Segment Start: Given passage

By Paul A. Smith of the Journal Sentinel
April 29, 2013
The spring bird migration in North America offers many of the most colorful wildlife viewing opportunities of the year.
In addition to the chance to see rare or unusual species as they pass through, spring features birds in breeding plumage, avian finery designed to help attract a mate.
This spring, courtesy of Nancy Nabak of Green Bay, we're privileged to witness a once-in-a-lifetime bird in Wisconsin.
Nabak has shared photos of a beautifully-colored bird that's especially noteworthy because it's not in the animal's standard dress.
Take a look at the spectacular photo below and try to guess the species.
It's a "leucistic" male red-winged blackbird. Leucism is a genetic mutation that results in a lack of pigment.
Nabak, an avid birder and chair of the Bird City Wisconsin program in Green Bay, said she received a call earlier this month from a friend who had seen an unusual bird.
Nabak attempted to locate the bird near Green Bay. On the third try she was able to see and photograph it.
Birds with unusual plumage are among the most difficult to identify. They don't appear in field guides and the abnormality may hide or change some key color features. But in this case Nabak knew shortly after seeing the bird it was a leucistic redwing.
"What a beauty," Nabak said. "I watched him interact with other redwings."
Several of Nabak's photographs show the leucistic redwing displaying its red shoulder patches, a typical behavior for male redwings.
Red-winged blackbirds are native to Wisconsin and among the most abundant bird species in North America. The species typically migrates south of Wisconsin for the winter. Male redwings normally feature an all-black body and head with red-and-yellow shoulder patches or "epaulettes."
Most people have heard of albinism, or the absence of pigment. Leucism comes in two main varieties: paleness, an equal reduction of melanin in all feathers; and pied, an absence of melanin in some feathers creating white patches.

Segment End: Given passage

Translate this sentence from the article on the leucistic blackbird into Spanish: "Leucism is a genetic mutation that results in a lack of pigment."

Segment Start: Records

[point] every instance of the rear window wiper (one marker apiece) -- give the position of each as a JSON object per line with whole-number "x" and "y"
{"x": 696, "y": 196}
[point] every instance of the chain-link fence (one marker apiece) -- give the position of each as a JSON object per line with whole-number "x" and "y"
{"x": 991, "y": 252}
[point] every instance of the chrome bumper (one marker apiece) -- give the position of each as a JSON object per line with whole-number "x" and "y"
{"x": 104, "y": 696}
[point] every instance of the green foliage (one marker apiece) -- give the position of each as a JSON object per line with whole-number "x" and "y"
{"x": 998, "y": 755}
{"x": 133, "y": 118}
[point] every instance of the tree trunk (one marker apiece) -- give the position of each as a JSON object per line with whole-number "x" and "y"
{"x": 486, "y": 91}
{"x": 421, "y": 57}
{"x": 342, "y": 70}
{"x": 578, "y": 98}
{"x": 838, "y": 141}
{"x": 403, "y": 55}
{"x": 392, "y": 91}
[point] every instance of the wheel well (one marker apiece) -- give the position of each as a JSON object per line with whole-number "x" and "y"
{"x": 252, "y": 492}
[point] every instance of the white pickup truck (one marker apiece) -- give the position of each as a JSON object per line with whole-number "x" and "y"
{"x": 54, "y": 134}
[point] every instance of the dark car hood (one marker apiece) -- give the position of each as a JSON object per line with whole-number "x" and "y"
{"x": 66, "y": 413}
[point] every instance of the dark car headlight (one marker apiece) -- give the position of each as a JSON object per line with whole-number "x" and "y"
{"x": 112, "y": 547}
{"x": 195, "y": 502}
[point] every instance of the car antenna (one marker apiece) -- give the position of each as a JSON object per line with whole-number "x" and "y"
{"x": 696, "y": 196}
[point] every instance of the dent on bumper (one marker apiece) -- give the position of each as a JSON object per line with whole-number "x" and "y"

Segment End: Records

* **Answer to this problem**
El leucismo es una mutación genética que da lugar a una falta de pigmento.